**PROBLEM DETAILS**
Write out the forum thread below about moderating bug posts, reproducing every line word for word.

One idea would be that posts about bugs without the poster having contacted the support desk of the respective developer before could generally be moderated. We shy away a bit from such measures but the idea is there.

The reasons why we shy away are 1st the workload on moderators and 2nd possible discussions about the topic of moderating itself, and we don't want to get entangled into that. I hope I don't say too much by revealing that we would wish for less spontaneous venting though.


----------



## devastat (Dec 23, 2013)

Hannes_F @ Tue Dec 24 said:


> One idea would be that posts about bugs without the poster having contacted the support desk of the respective developer before could generally be moderated. We shy away a bit from such measures but the idea is there.


I for one would be extremely disappointed if such measures would be taken. First and foremost because I have always seen this forum as a place where these products can be openly discussed on..


----------



## Hannes_F (Dec 23, 2013)

devastat @ Tue Dec 24 said:


> Hannes_F @ Tue Dec 24 said:
> 
> 
> > One idea would be that posts about bugs without the poster having contacted the support desk of the respective developer before could generally be moderated. We shy away a bit from such measures but the idea is there.
> ...



I would, too. However there is too much unreflected venting. The inner filter of reason does not work for everybody and the question is how this could be improved.


----------



## germancomponist (Dec 23, 2013)

devastat @ Tue Dec 24 said:


> Hannes_F @ Tue Dec 24 said:
> 
> 
> > One idea would be that posts about bugs without the poster having contacted the support desk of the respective developer before could generally be moderated. We shy away a bit from such measures but the idea is there.

[Data lines]
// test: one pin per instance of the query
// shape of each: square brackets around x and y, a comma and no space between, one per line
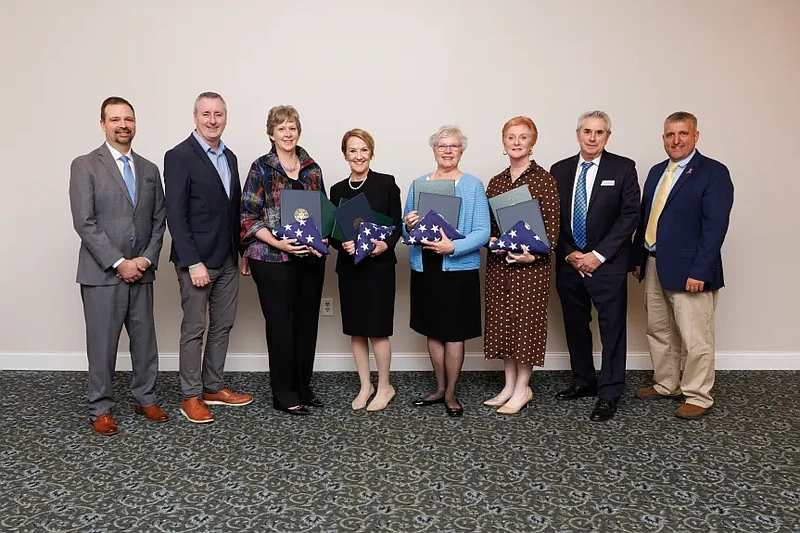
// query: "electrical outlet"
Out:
[327,307]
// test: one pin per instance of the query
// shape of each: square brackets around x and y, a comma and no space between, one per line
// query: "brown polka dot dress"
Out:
[517,295]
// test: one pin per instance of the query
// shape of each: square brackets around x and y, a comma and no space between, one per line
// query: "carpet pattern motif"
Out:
[406,469]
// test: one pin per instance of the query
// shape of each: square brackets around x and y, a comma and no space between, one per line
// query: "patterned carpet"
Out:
[404,469]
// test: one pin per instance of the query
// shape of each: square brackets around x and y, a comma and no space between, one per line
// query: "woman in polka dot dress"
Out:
[518,285]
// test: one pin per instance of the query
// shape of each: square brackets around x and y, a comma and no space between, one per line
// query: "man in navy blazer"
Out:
[203,196]
[599,194]
[685,214]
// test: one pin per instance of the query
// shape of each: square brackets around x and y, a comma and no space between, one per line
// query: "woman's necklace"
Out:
[518,174]
[292,168]
[360,184]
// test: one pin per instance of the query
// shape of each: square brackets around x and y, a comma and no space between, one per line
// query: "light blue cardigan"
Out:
[473,222]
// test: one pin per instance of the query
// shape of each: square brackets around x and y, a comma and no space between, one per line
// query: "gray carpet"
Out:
[406,468]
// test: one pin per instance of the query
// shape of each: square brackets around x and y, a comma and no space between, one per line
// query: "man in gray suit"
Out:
[118,211]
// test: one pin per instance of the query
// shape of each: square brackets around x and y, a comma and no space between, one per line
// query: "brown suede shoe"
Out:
[227,397]
[195,410]
[690,411]
[152,412]
[650,393]
[104,424]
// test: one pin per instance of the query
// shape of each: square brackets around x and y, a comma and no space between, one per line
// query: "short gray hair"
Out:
[449,130]
[597,113]
[682,116]
[212,96]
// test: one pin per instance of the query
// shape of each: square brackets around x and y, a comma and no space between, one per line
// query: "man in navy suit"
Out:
[685,213]
[203,195]
[599,194]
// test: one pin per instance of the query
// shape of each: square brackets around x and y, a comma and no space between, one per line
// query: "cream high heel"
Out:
[494,402]
[358,405]
[374,405]
[513,410]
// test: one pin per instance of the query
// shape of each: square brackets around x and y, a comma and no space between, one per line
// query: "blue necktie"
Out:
[580,207]
[127,175]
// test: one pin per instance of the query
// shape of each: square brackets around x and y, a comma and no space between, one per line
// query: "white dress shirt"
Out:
[591,174]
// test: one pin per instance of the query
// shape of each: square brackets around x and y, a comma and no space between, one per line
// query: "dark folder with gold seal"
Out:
[351,214]
[297,205]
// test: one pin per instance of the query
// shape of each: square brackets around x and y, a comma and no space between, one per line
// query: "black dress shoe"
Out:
[315,402]
[422,402]
[603,410]
[299,410]
[574,392]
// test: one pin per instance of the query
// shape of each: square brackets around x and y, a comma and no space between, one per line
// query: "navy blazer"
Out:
[612,214]
[692,225]
[203,221]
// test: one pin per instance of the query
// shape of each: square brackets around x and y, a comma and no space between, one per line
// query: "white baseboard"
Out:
[328,362]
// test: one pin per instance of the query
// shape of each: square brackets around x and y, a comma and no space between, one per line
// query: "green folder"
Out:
[508,198]
[380,218]
[445,187]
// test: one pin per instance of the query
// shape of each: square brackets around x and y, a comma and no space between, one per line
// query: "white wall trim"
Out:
[250,362]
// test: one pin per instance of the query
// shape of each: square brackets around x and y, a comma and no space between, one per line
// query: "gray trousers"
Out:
[217,303]
[106,308]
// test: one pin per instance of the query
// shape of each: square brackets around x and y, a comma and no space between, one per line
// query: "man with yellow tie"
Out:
[685,212]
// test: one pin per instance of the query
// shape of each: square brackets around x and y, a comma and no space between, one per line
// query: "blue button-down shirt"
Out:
[219,161]
[678,171]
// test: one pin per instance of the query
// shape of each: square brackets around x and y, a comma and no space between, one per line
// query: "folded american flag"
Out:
[306,233]
[428,230]
[520,238]
[366,232]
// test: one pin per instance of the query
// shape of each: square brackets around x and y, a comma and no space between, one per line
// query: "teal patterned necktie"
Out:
[127,175]
[580,207]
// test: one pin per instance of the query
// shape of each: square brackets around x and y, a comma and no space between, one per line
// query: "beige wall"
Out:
[398,70]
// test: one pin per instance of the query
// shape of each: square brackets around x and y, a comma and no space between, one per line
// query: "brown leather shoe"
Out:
[690,411]
[195,410]
[650,393]
[104,424]
[227,397]
[152,412]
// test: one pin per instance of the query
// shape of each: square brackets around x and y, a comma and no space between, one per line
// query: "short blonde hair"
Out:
[361,134]
[280,114]
[449,131]
[522,121]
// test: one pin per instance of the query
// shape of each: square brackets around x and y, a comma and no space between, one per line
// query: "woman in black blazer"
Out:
[366,290]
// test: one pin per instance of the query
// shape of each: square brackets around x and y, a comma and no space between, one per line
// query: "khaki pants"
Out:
[680,333]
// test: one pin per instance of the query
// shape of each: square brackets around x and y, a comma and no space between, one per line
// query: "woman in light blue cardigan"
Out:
[445,275]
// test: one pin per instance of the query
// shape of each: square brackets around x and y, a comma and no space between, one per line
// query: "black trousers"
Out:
[289,294]
[609,294]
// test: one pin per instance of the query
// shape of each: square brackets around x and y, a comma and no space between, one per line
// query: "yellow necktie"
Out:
[658,205]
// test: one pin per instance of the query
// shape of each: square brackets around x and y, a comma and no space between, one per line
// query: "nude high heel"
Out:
[508,409]
[494,402]
[358,405]
[376,405]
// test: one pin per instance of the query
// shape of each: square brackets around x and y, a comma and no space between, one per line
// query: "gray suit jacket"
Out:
[106,219]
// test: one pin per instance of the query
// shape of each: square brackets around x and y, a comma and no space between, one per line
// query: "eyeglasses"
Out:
[446,147]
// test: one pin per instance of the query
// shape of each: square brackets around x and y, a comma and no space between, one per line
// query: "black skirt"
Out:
[445,306]
[366,296]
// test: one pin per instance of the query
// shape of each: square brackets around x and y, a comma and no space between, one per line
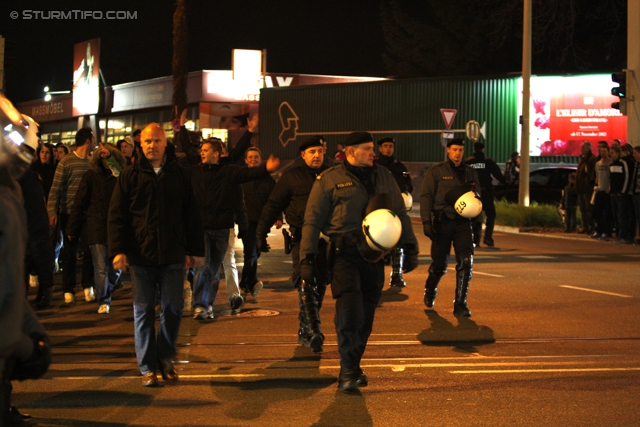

**WRITTEN RESPONSE**
One idea would be that posts about bugs without the poster having contacted the support desk of the respective developer before could generally be moderated. We shy away a bit from such measures but the idea is there.

The reasons why we shy away are 1st the workload on moderators and 2nd possible discussions about the topic of moderating itself, and we don't want to get entangled into that. I hope I don't say too much by revealing that we would wish for less spontaneous venting though.


----------



## devastat (Dec 23, 2013)

Hannes_F @ Tue Dec 24 said:


> One idea would be that posts about bugs without the poster having contacted the support desk of the respective developer before could generally be moderated. We shy away a bit from such measures but the idea is there.


I for one would be extremely disappointed if such measures would be taken. First and foremost because I have always seen this forum as a place where these products can be openly discussed on..


----------



## Hannes_F (Dec 23, 2013)

devastat @ Tue Dec 24 said:


> Hannes_F @ Tue Dec 24 said:
> 
> 
> > One idea would be that posts about bugs without the poster having contacted the support desk of the respective developer before could generally be moderated. We shy away a bit from such measures but the idea is there.
> ...



I would, too. However there is too much unreflected venting. The inner filter of reason does not work for everybody and the question is how this could be improved.


----------



## germancomponist (Dec 23, 2013)

devastat @ Tue Dec 24 said:


> Hannes_F @ Tue Dec 24 said:
> 
> 
> > One idea would be that posts about bugs without the poster having contacted the support desk of the respective developer before could generally be moderated. We shy away a bit from such measures but the idea is there.